- Your task: Everything from the line containing "Q: Locate the terracotta" to the final line of the records below should be given again exactly, and nothing else.

▼

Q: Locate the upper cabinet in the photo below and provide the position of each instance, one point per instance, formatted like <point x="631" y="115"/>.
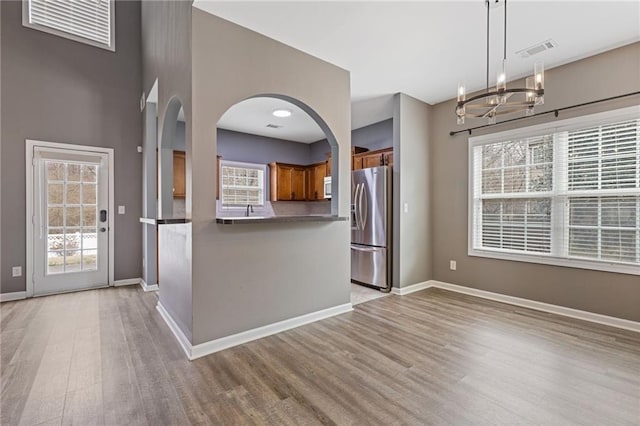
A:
<point x="288" y="182"/>
<point x="315" y="181"/>
<point x="179" y="174"/>
<point x="292" y="182"/>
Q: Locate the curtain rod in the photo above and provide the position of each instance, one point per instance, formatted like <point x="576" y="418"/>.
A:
<point x="556" y="112"/>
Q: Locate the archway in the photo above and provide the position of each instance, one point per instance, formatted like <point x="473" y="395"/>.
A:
<point x="276" y="156"/>
<point x="172" y="162"/>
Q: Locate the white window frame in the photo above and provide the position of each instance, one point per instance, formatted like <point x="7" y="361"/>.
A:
<point x="257" y="166"/>
<point x="475" y="221"/>
<point x="112" y="30"/>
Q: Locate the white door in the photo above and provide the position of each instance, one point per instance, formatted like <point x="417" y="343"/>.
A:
<point x="70" y="220"/>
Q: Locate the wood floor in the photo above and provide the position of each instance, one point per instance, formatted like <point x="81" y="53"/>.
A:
<point x="433" y="357"/>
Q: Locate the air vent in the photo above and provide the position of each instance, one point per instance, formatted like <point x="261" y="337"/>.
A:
<point x="537" y="48"/>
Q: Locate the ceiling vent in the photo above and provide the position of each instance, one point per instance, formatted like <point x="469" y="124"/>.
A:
<point x="537" y="48"/>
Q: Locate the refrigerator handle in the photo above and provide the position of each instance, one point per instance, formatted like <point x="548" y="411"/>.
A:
<point x="367" y="249"/>
<point x="355" y="208"/>
<point x="364" y="208"/>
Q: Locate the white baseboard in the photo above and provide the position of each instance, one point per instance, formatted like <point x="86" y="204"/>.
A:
<point x="401" y="291"/>
<point x="212" y="346"/>
<point x="148" y="287"/>
<point x="16" y="295"/>
<point x="129" y="281"/>
<point x="216" y="345"/>
<point x="177" y="332"/>
<point x="540" y="306"/>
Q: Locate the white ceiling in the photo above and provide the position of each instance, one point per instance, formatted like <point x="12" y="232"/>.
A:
<point x="424" y="48"/>
<point x="253" y="115"/>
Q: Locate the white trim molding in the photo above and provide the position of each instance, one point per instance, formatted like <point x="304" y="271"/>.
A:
<point x="17" y="295"/>
<point x="148" y="287"/>
<point x="212" y="346"/>
<point x="184" y="342"/>
<point x="532" y="304"/>
<point x="128" y="281"/>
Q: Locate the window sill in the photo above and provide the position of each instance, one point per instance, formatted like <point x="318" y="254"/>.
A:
<point x="595" y="265"/>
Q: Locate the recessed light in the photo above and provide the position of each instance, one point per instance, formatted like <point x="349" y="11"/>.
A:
<point x="282" y="113"/>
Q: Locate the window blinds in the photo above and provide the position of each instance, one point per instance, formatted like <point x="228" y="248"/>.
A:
<point x="567" y="194"/>
<point x="242" y="186"/>
<point x="87" y="19"/>
<point x="603" y="192"/>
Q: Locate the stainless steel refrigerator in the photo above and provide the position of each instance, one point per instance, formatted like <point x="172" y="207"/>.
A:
<point x="370" y="227"/>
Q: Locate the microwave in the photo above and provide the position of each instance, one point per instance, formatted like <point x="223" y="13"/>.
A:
<point x="327" y="187"/>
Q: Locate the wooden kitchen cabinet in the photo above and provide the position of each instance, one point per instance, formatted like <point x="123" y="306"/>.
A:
<point x="288" y="182"/>
<point x="179" y="174"/>
<point x="315" y="181"/>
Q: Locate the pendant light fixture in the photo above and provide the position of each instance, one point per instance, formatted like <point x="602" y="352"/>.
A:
<point x="501" y="100"/>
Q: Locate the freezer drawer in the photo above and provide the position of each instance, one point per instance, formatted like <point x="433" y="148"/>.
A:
<point x="369" y="265"/>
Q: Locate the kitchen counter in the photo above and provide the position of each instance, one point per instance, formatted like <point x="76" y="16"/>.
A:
<point x="241" y="220"/>
<point x="165" y="221"/>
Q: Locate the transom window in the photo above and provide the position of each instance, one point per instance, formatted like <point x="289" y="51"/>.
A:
<point x="242" y="184"/>
<point x="566" y="195"/>
<point x="86" y="21"/>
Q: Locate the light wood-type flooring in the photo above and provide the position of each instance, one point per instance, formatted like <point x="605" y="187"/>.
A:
<point x="433" y="357"/>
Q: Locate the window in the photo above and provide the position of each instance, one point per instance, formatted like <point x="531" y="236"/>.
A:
<point x="242" y="184"/>
<point x="566" y="193"/>
<point x="86" y="21"/>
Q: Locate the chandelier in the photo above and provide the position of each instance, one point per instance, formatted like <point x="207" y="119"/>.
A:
<point x="500" y="100"/>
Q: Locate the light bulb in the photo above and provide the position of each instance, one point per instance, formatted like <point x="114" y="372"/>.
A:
<point x="282" y="113"/>
<point x="538" y="72"/>
<point x="501" y="79"/>
<point x="461" y="92"/>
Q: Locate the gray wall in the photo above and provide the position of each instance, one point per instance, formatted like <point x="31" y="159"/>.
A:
<point x="609" y="74"/>
<point x="375" y="136"/>
<point x="166" y="56"/>
<point x="58" y="90"/>
<point x="238" y="146"/>
<point x="252" y="275"/>
<point x="412" y="252"/>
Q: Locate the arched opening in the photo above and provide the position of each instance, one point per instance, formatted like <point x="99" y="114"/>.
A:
<point x="172" y="162"/>
<point x="276" y="157"/>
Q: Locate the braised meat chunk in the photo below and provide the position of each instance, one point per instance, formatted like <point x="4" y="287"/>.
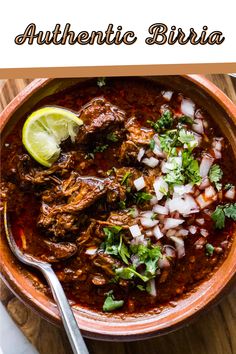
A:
<point x="62" y="205"/>
<point x="137" y="205"/>
<point x="98" y="116"/>
<point x="58" y="251"/>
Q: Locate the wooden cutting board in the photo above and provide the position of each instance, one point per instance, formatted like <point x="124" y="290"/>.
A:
<point x="213" y="333"/>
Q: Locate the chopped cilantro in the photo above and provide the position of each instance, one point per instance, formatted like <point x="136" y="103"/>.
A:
<point x="187" y="173"/>
<point x="114" y="244"/>
<point x="218" y="216"/>
<point x="149" y="256"/>
<point x="141" y="287"/>
<point x="169" y="140"/>
<point x="112" y="170"/>
<point x="191" y="168"/>
<point x="163" y="123"/>
<point x="209" y="249"/>
<point x="110" y="304"/>
<point x="228" y="186"/>
<point x="187" y="138"/>
<point x="185" y="120"/>
<point x="128" y="273"/>
<point x="152" y="144"/>
<point x="122" y="204"/>
<point x="101" y="81"/>
<point x="125" y="177"/>
<point x="123" y="251"/>
<point x="141" y="197"/>
<point x="230" y="211"/>
<point x="112" y="137"/>
<point x="132" y="212"/>
<point x="222" y="211"/>
<point x="215" y="175"/>
<point x="100" y="148"/>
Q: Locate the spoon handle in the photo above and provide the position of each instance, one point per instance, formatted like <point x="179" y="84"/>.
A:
<point x="74" y="335"/>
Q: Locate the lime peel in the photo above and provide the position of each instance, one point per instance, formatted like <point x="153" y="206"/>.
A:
<point x="45" y="129"/>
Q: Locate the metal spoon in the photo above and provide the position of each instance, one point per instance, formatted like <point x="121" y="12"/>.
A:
<point x="74" y="335"/>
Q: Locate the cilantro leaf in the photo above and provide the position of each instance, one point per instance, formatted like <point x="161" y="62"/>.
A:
<point x="187" y="138"/>
<point x="191" y="168"/>
<point x="122" y="204"/>
<point x="222" y="211"/>
<point x="169" y="140"/>
<point x="123" y="251"/>
<point x="218" y="216"/>
<point x="215" y="175"/>
<point x="187" y="173"/>
<point x="163" y="123"/>
<point x="128" y="273"/>
<point x="230" y="211"/>
<point x="112" y="137"/>
<point x="185" y="120"/>
<point x="141" y="197"/>
<point x="228" y="186"/>
<point x="125" y="177"/>
<point x="114" y="244"/>
<point x="101" y="81"/>
<point x="152" y="144"/>
<point x="110" y="304"/>
<point x="209" y="249"/>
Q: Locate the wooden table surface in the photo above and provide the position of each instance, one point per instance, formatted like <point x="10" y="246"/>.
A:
<point x="213" y="333"/>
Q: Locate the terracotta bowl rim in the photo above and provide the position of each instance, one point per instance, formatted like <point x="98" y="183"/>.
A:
<point x="141" y="327"/>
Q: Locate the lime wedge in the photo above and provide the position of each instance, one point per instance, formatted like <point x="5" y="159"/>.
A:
<point x="45" y="129"/>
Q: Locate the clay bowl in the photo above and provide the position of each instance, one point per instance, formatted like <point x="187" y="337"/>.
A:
<point x="114" y="327"/>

▲

- The completed task:
Q: Locate the terracotta bowl rim in the photo above and provide the position of each instance, one point per instance, formatted like <point x="98" y="183"/>.
A:
<point x="141" y="327"/>
Q: Locate the lime wedge in the photo above and provide the position of each instance, one point per instance, formatted like <point x="5" y="159"/>.
A:
<point x="45" y="129"/>
Q: Locate the clay bowl in the photo above and provide the position of each instance, one point per instance, formatted like <point x="187" y="337"/>.
A:
<point x="114" y="327"/>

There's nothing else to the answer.